题目要求:
把下面所有条目一行一行原样抄下来，图片不用抄。

所给材料:
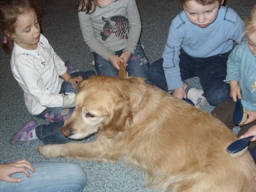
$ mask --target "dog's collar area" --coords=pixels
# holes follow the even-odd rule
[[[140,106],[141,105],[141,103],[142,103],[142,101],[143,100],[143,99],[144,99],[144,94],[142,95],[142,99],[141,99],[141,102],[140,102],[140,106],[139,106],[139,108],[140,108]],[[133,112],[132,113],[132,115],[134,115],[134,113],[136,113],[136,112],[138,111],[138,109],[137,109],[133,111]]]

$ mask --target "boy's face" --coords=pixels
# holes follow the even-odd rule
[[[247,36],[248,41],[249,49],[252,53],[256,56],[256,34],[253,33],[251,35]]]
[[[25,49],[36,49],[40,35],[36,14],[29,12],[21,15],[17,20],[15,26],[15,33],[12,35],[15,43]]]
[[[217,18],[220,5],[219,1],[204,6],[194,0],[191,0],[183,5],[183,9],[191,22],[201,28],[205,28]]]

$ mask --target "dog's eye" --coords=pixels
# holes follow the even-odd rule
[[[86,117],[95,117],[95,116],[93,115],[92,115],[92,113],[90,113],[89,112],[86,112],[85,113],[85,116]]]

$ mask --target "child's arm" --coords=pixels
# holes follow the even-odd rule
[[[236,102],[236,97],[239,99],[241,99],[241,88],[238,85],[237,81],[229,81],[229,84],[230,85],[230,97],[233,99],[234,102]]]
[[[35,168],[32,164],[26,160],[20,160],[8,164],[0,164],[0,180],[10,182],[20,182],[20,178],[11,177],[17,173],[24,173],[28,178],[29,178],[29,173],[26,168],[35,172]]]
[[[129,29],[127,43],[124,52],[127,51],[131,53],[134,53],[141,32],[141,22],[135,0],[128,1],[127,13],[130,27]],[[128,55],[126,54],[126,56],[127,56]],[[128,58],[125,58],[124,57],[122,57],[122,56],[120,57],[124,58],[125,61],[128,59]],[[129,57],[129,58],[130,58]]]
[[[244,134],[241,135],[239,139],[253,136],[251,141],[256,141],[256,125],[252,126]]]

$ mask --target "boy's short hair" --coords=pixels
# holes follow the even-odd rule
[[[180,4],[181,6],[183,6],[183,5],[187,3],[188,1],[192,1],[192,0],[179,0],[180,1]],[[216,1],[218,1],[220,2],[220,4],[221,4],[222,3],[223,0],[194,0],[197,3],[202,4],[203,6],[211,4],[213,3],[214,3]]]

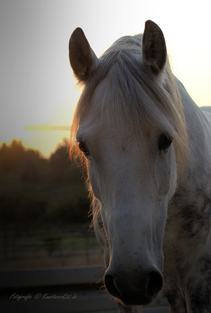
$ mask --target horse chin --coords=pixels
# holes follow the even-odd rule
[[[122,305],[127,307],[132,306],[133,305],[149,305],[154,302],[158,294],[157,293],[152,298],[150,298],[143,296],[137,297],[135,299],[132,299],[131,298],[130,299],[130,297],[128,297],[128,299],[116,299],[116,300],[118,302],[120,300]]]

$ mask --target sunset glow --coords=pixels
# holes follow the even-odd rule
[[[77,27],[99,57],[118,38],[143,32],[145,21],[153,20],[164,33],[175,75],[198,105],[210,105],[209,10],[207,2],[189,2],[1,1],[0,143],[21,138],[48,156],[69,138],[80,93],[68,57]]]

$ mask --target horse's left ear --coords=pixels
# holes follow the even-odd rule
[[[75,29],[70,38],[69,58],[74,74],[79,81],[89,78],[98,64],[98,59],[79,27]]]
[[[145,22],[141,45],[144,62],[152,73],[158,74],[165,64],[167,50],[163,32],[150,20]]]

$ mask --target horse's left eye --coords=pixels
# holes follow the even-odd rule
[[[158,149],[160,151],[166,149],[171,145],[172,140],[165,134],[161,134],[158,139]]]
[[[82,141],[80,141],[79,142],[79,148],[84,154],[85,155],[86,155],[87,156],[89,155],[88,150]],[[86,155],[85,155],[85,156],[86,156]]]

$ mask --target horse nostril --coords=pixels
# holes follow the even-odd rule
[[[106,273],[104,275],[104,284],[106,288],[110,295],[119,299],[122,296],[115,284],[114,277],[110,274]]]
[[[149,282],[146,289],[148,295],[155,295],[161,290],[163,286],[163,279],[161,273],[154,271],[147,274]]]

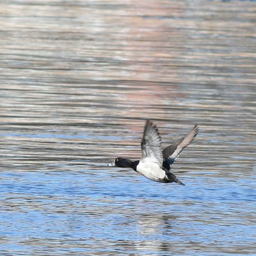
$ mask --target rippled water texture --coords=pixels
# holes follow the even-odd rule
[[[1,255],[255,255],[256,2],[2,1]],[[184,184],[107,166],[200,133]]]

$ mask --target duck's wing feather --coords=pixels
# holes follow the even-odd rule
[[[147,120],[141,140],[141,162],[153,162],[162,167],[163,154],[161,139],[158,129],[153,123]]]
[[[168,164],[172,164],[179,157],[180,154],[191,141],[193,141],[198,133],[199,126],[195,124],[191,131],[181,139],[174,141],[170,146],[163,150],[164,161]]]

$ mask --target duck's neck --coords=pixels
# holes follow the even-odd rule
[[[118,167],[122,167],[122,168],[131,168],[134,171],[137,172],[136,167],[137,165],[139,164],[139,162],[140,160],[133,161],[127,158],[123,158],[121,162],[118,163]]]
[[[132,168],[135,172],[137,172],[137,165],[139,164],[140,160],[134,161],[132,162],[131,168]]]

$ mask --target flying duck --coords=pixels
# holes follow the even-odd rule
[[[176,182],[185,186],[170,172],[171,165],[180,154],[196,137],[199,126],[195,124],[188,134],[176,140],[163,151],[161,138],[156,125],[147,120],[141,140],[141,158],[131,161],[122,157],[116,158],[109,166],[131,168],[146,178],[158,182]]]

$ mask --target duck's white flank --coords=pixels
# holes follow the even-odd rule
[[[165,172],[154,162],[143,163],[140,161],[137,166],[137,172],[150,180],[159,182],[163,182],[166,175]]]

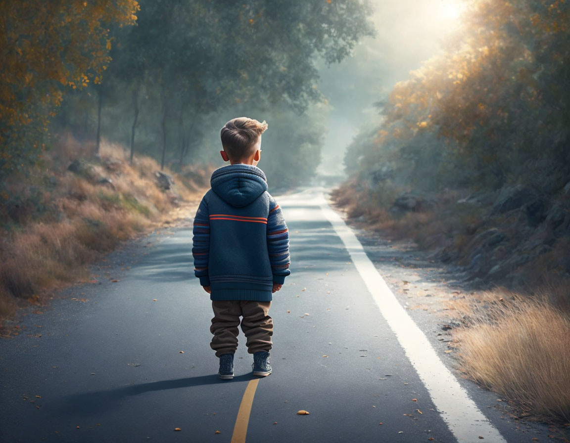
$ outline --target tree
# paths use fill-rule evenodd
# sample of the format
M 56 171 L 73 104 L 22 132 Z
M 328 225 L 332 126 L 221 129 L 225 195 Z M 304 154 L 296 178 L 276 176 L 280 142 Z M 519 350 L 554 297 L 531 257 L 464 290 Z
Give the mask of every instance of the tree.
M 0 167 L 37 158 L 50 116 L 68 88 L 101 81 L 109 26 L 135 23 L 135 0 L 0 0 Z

本题答案:
$ mask --target "dog's collar area" --coords=pixels
# holes follow the even-odd rule
[[[140,106],[141,105],[141,103],[142,103],[142,101],[143,100],[143,99],[144,99],[144,94],[142,95],[142,99],[141,99],[141,102],[140,102],[140,106],[139,106],[139,108],[140,108]],[[133,112],[132,113],[132,115],[134,115],[134,113],[136,113],[136,112],[138,111],[138,109],[137,109],[133,111]]]

$ mask --target "boy's face" --coords=pixels
# holes follow the even-odd rule
[[[247,36],[248,41],[249,49],[252,53],[256,56],[256,34],[253,33],[251,35]]]
[[[25,49],[36,49],[40,35],[36,14],[29,12],[21,15],[17,20],[15,26],[15,33],[12,35],[15,43]]]
[[[217,18],[220,5],[219,1],[204,6],[194,0],[191,0],[183,5],[183,9],[191,22],[201,28],[205,28]]]

$ mask --target "dog's eye" --coords=pixels
# holes follow the even-odd rule
[[[86,117],[95,117],[95,116],[93,115],[92,115],[92,113],[90,113],[89,112],[86,112],[85,113],[85,116]]]

$ mask --target "child's arm" --coords=pixels
# holes follow the even-odd rule
[[[236,102],[236,97],[239,99],[241,99],[241,88],[238,85],[237,81],[229,81],[229,84],[230,85],[230,97],[233,99],[234,102]]]
[[[35,168],[32,164],[26,160],[20,160],[8,164],[0,164],[0,180],[10,182],[20,182],[20,178],[11,177],[17,173],[24,173],[28,178],[29,178],[29,173],[26,168],[35,172]]]
[[[129,29],[127,43],[124,52],[127,51],[131,53],[134,53],[141,32],[141,22],[135,0],[128,1],[127,13],[130,27]],[[128,55],[126,54],[126,56],[127,56]],[[128,58],[125,58],[124,57],[122,57],[122,56],[120,57],[124,58],[125,61],[128,59]],[[129,57],[129,58],[130,58]]]
[[[244,134],[241,135],[239,139],[253,136],[251,141],[256,141],[256,125],[252,126]]]

$ mask --target "boy's short hair" --coords=pixels
# holes follow the even-odd rule
[[[180,4],[181,6],[183,6],[183,5],[187,3],[188,1],[192,1],[192,0],[179,0],[180,1]],[[216,1],[218,1],[220,2],[220,4],[221,4],[222,3],[223,0],[194,0],[197,3],[202,4],[203,6],[211,4],[213,3],[214,3]]]

$ mask --target horse chin --coords=pixels
# holes follow the even-odd rule
[[[122,305],[127,307],[132,306],[133,305],[149,305],[154,302],[158,294],[157,293],[152,298],[150,298],[143,296],[137,297],[135,299],[132,299],[131,298],[130,299],[130,297],[128,297],[128,299],[116,299],[116,300],[118,302],[120,300]]]

$ mask --target sunset glow --coords=pixels
# holes follow the even-odd rule
[[[77,27],[99,57],[118,38],[143,32],[145,21],[153,20],[164,33],[175,75],[198,105],[210,105],[209,10],[207,2],[189,2],[1,1],[0,143],[21,138],[48,156],[69,138],[80,93],[68,57]]]

$ mask --target horse's left ear --coords=pixels
# holes follow the even-odd rule
[[[75,29],[70,38],[69,58],[74,74],[79,81],[89,78],[98,64],[98,59],[79,27]]]
[[[145,22],[141,45],[144,62],[152,73],[158,74],[165,64],[167,50],[163,32],[150,20]]]

$ mask --target horse's left eye --coords=pixels
# holes follow the even-odd rule
[[[158,149],[160,151],[166,149],[171,145],[172,140],[165,134],[161,134],[158,139]]]
[[[82,141],[80,141],[79,142],[79,148],[84,154],[85,155],[86,155],[87,156],[89,155],[88,150]],[[86,155],[85,155],[85,156],[86,156]]]

$ mask --target horse nostril --coords=pixels
# holes follow the even-odd rule
[[[106,273],[104,275],[104,284],[106,288],[110,295],[119,299],[122,296],[115,284],[114,277],[110,274]]]
[[[149,282],[146,289],[148,295],[155,295],[161,290],[163,286],[163,279],[161,273],[154,271],[147,274]]]

$ mask --target rippled water texture --coords=pixels
# holes follow the even-odd rule
[[[1,255],[255,255],[256,2],[2,1]],[[184,184],[107,166],[200,133]]]

$ mask --target duck's wing feather --coords=pixels
# holes follow the even-odd rule
[[[147,120],[141,140],[141,162],[153,162],[162,167],[163,154],[161,139],[158,129],[153,123]]]
[[[168,164],[172,164],[179,157],[180,154],[191,141],[193,141],[198,133],[199,126],[195,124],[191,131],[181,139],[174,141],[170,146],[163,150],[164,161]]]

$ mask --target duck's neck --coords=pixels
# holes follow the even-odd rule
[[[118,167],[122,167],[122,168],[131,168],[134,171],[137,172],[136,167],[137,165],[139,164],[139,162],[140,160],[133,161],[127,158],[123,158],[121,162],[118,163]]]
[[[132,168],[135,172],[137,172],[137,165],[139,164],[140,160],[134,161],[132,162],[131,168]]]

$ mask --target flying duck --coords=pixels
# holes follow the even-odd rule
[[[176,182],[185,186],[170,172],[171,165],[180,154],[196,137],[199,126],[195,124],[188,134],[176,140],[163,151],[161,138],[156,125],[147,120],[141,140],[141,158],[131,161],[122,157],[116,158],[109,166],[131,168],[146,178],[158,182]]]

$ mask --target duck's white flank --coords=pixels
# holes follow the even-odd rule
[[[165,172],[154,162],[143,163],[140,161],[137,166],[137,172],[150,180],[159,182],[163,182],[166,175]]]

$ outline --target tree
# paths use fill-rule evenodd
# sample of the format
M 56 171 L 73 104 L 22 132 Z
M 328 225 L 332 126 L 221 129 L 225 195 Z M 304 154 L 296 178 L 276 176 L 280 142 Z M 519 350 L 554 297 L 531 257 L 464 290 Z
Give the mask of every instance of the tree.
M 0 167 L 37 158 L 50 116 L 68 88 L 101 81 L 109 26 L 135 23 L 135 0 L 0 0 Z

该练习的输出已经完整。